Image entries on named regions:
# # # #

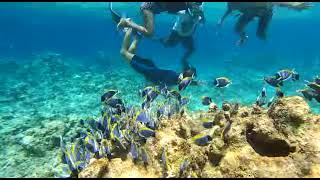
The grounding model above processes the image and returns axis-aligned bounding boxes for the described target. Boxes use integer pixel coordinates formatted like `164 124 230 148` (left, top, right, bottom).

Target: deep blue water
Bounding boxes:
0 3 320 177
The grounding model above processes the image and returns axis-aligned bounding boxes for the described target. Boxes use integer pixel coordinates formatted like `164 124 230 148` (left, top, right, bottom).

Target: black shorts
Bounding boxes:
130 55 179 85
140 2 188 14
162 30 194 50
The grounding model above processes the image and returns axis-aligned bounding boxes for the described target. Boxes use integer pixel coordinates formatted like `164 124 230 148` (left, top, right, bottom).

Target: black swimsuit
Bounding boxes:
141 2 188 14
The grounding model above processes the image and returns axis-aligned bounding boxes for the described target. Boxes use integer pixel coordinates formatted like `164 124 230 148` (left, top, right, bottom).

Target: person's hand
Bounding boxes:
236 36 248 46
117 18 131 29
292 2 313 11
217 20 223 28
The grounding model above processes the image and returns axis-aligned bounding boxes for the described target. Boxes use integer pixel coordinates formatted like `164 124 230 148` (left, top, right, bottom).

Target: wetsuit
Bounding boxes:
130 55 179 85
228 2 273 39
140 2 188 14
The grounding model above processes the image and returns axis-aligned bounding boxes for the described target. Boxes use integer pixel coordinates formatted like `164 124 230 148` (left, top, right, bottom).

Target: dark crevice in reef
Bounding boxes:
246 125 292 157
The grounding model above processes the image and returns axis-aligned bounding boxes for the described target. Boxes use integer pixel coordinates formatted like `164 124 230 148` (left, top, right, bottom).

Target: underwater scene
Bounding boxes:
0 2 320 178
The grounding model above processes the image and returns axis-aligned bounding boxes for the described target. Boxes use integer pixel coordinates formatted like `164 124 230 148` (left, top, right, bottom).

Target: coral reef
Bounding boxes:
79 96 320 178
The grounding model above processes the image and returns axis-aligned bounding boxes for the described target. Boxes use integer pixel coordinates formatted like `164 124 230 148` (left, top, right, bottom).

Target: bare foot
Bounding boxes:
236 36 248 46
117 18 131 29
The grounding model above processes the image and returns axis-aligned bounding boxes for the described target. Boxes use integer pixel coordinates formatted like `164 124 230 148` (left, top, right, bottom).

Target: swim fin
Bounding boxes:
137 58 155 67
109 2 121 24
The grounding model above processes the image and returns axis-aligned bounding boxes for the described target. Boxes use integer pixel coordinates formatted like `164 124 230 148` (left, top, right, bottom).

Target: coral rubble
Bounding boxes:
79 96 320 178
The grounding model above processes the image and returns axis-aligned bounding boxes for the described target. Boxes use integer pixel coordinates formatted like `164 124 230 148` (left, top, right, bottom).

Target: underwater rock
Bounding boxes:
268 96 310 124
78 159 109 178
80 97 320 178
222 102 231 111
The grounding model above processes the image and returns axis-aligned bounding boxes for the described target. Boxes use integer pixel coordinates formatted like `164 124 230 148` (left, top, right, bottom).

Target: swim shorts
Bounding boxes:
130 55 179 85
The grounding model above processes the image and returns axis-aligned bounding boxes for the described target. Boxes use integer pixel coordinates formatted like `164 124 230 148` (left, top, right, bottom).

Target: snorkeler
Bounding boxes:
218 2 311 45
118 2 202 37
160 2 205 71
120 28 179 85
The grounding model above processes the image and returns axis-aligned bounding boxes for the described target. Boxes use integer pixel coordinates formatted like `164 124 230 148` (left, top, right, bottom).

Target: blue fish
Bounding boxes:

# # # #

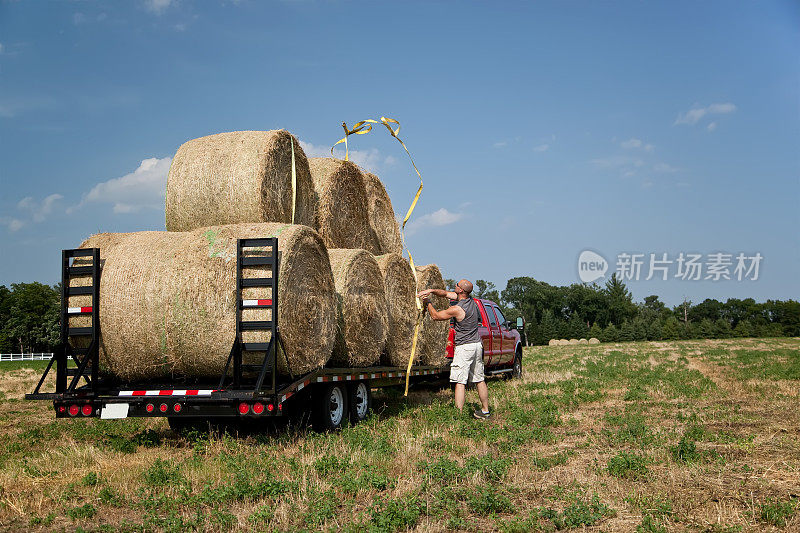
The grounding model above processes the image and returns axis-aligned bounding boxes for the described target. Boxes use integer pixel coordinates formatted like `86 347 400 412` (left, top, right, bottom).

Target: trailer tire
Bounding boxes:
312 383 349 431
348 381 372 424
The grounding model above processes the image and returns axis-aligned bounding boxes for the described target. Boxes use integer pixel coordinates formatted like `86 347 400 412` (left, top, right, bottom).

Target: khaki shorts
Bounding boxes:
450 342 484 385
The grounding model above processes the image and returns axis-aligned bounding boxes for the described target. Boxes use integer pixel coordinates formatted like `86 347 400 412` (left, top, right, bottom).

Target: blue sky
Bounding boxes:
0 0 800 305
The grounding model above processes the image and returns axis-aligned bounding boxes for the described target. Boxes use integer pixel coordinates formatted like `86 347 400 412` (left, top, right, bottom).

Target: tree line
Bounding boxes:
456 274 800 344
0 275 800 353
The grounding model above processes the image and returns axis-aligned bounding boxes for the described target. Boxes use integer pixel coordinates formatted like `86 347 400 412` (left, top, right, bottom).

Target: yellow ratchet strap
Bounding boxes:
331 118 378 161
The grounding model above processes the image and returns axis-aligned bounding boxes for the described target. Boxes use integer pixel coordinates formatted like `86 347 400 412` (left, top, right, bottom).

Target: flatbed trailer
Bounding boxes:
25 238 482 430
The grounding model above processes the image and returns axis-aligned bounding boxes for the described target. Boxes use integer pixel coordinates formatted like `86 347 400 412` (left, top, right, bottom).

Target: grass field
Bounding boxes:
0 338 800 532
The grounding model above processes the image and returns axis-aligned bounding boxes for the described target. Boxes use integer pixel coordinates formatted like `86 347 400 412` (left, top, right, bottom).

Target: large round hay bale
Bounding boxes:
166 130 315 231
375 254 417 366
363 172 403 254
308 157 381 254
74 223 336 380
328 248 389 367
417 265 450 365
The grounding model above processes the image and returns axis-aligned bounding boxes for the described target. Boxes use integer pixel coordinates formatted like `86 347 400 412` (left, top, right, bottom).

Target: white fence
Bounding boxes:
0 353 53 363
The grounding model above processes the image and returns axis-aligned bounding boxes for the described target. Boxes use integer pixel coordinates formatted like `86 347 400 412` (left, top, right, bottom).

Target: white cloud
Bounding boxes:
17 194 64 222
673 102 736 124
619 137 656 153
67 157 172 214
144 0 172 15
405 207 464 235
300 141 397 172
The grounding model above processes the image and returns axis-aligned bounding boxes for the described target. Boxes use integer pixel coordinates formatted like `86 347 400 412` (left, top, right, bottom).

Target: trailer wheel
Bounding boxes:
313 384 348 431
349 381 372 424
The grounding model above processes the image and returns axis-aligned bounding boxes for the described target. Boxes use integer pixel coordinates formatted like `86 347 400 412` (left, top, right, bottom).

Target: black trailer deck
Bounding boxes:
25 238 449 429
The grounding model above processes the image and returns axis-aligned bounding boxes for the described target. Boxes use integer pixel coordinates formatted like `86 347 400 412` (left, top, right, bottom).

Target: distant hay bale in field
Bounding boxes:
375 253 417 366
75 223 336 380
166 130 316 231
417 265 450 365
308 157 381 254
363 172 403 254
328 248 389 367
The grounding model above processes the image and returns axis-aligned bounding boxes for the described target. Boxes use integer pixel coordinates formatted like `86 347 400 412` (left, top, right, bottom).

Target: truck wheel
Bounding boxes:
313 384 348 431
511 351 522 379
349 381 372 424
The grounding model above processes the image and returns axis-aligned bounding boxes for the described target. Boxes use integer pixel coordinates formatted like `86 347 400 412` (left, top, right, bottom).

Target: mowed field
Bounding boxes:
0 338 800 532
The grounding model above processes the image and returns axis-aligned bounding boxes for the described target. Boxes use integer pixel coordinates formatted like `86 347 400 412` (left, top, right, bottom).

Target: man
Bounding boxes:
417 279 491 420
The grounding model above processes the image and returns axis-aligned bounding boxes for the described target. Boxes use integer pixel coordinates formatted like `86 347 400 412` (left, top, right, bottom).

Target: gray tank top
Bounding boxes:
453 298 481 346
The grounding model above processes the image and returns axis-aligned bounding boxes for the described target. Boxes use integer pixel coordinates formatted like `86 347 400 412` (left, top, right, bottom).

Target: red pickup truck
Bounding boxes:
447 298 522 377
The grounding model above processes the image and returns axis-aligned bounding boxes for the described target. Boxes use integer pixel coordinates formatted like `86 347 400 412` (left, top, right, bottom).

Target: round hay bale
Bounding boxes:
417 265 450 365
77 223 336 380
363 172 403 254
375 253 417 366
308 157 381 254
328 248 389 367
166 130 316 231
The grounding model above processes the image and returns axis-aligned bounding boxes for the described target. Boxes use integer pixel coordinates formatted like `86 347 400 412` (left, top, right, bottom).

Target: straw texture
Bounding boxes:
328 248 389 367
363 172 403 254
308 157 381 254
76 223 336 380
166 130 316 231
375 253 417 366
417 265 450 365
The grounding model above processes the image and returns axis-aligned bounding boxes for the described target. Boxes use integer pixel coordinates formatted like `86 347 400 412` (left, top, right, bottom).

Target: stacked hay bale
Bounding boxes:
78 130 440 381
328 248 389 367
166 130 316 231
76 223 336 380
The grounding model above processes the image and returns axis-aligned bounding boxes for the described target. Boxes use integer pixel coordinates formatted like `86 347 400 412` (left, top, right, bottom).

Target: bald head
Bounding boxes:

# # # #

The request: Pick out every line in the data above that contains the word "field", and copy each one in full.

The reply:
Target: grass field
Target: distant hay bale in field
Target: mowed field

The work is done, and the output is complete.